§ **Direction**
Extract all of the entries and give them again, word for word.

§ **Records to use**
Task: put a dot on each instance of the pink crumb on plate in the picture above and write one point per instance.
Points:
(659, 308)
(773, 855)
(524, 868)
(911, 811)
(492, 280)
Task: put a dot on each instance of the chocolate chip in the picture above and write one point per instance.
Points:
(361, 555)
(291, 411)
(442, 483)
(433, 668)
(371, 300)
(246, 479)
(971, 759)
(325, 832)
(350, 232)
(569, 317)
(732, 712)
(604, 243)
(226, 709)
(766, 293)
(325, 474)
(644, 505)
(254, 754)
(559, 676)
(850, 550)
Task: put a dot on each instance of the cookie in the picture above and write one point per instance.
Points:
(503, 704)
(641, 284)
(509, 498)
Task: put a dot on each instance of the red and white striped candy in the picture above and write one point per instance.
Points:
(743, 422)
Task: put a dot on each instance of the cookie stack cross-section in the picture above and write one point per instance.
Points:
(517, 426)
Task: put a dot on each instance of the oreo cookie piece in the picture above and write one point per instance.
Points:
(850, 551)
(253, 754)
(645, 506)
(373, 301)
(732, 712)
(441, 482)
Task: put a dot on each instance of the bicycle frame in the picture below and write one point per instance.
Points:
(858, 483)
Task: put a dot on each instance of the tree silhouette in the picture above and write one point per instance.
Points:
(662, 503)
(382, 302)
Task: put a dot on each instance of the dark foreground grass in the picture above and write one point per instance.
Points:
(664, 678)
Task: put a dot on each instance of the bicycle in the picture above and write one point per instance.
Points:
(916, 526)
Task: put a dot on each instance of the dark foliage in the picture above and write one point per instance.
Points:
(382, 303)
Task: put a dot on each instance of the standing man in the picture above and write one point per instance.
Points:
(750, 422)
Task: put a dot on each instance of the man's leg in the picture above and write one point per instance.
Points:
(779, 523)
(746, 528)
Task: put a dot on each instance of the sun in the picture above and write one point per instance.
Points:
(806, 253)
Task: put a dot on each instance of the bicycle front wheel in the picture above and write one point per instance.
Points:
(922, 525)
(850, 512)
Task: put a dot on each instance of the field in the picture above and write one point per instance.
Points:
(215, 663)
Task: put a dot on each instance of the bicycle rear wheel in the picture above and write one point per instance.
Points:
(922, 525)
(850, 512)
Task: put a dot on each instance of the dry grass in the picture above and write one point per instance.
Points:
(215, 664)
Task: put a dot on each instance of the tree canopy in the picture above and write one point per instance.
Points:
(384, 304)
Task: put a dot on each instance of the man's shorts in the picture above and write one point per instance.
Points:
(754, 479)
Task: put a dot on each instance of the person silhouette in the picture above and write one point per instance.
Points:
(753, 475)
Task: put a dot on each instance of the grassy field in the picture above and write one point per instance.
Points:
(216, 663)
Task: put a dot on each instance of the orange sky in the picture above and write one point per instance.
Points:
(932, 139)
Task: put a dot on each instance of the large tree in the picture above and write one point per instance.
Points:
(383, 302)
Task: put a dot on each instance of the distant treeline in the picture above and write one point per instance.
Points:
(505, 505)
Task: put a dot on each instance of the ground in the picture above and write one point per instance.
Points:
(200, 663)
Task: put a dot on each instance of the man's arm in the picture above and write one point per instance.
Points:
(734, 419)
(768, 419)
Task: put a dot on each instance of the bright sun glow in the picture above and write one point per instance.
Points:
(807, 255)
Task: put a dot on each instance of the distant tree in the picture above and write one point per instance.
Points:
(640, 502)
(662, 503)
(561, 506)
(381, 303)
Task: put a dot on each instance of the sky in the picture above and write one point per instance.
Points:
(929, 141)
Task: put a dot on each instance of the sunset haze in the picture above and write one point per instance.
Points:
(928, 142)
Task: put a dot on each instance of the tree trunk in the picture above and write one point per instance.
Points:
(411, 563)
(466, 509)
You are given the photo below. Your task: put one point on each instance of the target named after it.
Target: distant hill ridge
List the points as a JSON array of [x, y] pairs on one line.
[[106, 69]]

§ **Result of this exercise**
Task: put a dot on each instance of the pink crumb on plate in the picture above and write one point per instance.
Points:
(659, 308)
(773, 855)
(524, 868)
(911, 811)
(492, 280)
Task: put a dot on each instance of the chocolate chip in the picture above and write one point per instance.
Points:
(361, 555)
(291, 411)
(442, 483)
(433, 668)
(371, 300)
(246, 479)
(971, 759)
(325, 832)
(350, 232)
(569, 317)
(732, 712)
(604, 243)
(226, 709)
(766, 293)
(325, 474)
(644, 505)
(254, 754)
(559, 676)
(850, 550)
Task: put a dot on each instance of the cookie in the picture above and write one point per instance.
Points:
(503, 704)
(641, 284)
(509, 498)
Task: put a dot on each instance of the red and white striped candy in the picture above and write one point per instance.
Points:
(743, 422)
Task: put a dot on each instance of the cookie stack cross-section in the picture above and write one point per instance.
Points:
(517, 426)
Task: put a dot on each instance of the oreo cookie piece in the picture above and write one point per instance.
Points:
(850, 551)
(253, 754)
(645, 506)
(373, 301)
(732, 712)
(441, 482)
Task: put a dot on each instance of the bicycle frame in the picture below and write one point per instance.
Points:
(858, 483)
Task: put a dot on each instance of the tree silhouette in the picture above and write one point per instance.
Points:
(662, 503)
(382, 302)
Task: put a dot on each instance of the dark foreground grass in the picture above and write one point per instance.
Points:
(664, 678)
Task: put a dot on each instance of the bicycle in the picture above and write one point per instance.
Points:
(916, 526)
Task: put a dot on each instance of the dark foliage in the picture above and write one point per instance.
Points:
(382, 303)
Task: put a dot on each instance of the standing man in the picture above and write one point per instance.
Points:
(750, 422)
Task: put a dot on each instance of the man's leg in the picture above and write one point per instance.
Points:
(779, 523)
(746, 528)
Task: put a dot on each instance of the sun in the picture above and write one point per instance.
Points:
(806, 253)
Task: put a dot on each instance of the bicycle front wheel in the picture above and write one point per instance.
Points:
(922, 525)
(850, 512)
Task: put a dot on each instance of the field in the picture above and write one point per instance.
Points:
(215, 663)
Task: put a dot on each instance of the bicycle rear wheel in the picture above and write one point per instance.
Points:
(922, 525)
(850, 512)
Task: put a dot on each instance of the dry grass in the picture above and write one point per instance.
Points:
(215, 664)
Task: put a dot on each instance of the tree canopy in the picture above and write one point per instance.
Points:
(384, 304)
Task: put a dot on each instance of the man's shorts in the picture above and write one point per instance.
Points:
(754, 479)
Task: put a dot on each instance of the person silhouette in the picture above and write one point per instance.
Points:
(753, 475)
Task: put a dot on each instance of the grassy field in the picture above and write one point per instance.
Points:
(216, 663)
Task: put a dot on each instance of the orange sky in the picture above and write one point per instance.
Points:
(932, 139)
Task: put a dot on each instance of the large tree in the picture above and write one point per instance.
Points:
(383, 302)
Task: put a dot on each instance of the distant treeline in the picture above and write one point per instance.
Points:
(505, 505)
Task: put a dot on each instance of the ground in the picture above and write one point per instance.
Points:
(200, 663)
Task: put a dot on each instance of the man's arm in the picture above and write one point per instance.
Points:
(734, 419)
(768, 419)
Task: put a dot on each instance of the bright sun glow in the picture above and write one point per instance.
Points:
(807, 255)
Task: put a dot on each instance of the distant tree in the picture above and write one point per instance.
Points:
(640, 502)
(662, 503)
(561, 506)
(381, 303)
Task: put a dot on each instance of the sky in the picture above and write one point per instance.
Points:
(929, 141)
Task: put a dot on each instance of the sunset haze in the picture above and write one point per instance.
Points:
(928, 142)
Task: put a dot on each instance of the tree trunk in the picture above and write one point per instance.
Points:
(411, 563)
(466, 509)
You are given the photo below. Your task: put one point on each instance of the target named after it.
Target: distant hill ridge
List the points as a JSON array of [x, y] pairs on one line.
[[106, 69]]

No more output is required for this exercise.